#### PROBLEM DESCRIPTION
After locating the line that contains "Put a point on every instance of the blue goggle" in the following entries, reproduce it and each later line exactly, including the last.

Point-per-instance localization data
::::::::::
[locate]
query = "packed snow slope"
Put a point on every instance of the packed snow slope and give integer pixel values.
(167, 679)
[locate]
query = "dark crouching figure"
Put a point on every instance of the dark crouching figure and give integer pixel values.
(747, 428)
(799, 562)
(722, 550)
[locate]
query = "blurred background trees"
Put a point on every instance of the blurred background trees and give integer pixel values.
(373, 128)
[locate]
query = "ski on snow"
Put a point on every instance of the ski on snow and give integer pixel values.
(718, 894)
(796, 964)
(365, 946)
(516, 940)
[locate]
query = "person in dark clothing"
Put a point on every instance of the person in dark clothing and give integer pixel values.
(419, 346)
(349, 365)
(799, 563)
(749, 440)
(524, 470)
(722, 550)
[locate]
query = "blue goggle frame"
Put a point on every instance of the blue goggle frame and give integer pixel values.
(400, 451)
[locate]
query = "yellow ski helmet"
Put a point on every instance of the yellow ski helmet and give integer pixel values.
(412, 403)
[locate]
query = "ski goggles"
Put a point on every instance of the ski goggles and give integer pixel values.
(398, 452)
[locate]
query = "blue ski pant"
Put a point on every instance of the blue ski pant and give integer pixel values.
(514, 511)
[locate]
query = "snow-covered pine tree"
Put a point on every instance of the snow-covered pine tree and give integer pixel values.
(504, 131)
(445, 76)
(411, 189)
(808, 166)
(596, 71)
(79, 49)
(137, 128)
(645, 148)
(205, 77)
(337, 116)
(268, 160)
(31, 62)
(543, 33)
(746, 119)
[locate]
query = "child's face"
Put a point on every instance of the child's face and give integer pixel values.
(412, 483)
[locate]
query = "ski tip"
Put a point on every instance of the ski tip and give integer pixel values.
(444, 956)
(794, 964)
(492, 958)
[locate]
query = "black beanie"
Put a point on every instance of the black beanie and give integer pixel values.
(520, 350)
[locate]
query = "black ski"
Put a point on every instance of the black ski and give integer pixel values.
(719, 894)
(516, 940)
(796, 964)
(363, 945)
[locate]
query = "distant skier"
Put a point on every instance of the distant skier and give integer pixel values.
::::::::::
#### YOUR SOLUTION
Put a point on every instance of the blue goggle frame and give integer pixel values.
(400, 451)
[locate]
query = "yellow ski helmet"
Put a point on every instance of the yellow ski helmet and give integer pixel values.
(412, 403)
[locate]
query = "ski goggles"
Put a point on every instance of the ski goggles and give integer pixel values.
(398, 452)
[locate]
query = "blue ski pant"
Put a point on every instance of the blue ski pant and give integer pixel values.
(514, 511)
[locate]
query = "snow-covered pine tree"
Put a point on every instance of the snow-covered pine tree and give integer pixel values.
(504, 131)
(445, 76)
(411, 189)
(808, 166)
(596, 71)
(79, 49)
(137, 128)
(645, 148)
(205, 77)
(337, 116)
(268, 160)
(31, 62)
(543, 33)
(746, 119)
[locate]
query = "child's face"
Put a point on every instance of the child's face and give integer pixel values.
(412, 483)
[locate]
query = "ski tip"
Put a point on every instance of the ski tip and give integer pixel values.
(444, 956)
(794, 964)
(492, 958)
[locate]
query = "black beanie"
Put a point on every instance of the black beanie and give integer pixel values.
(520, 350)
[locate]
query = "black ski"
Put a point on every instance of the black ski and give integer pixel values.
(719, 894)
(516, 940)
(796, 964)
(363, 945)
[locate]
query = "distant skier"
Put a point on every instance of the distant skier and give integer pixel values.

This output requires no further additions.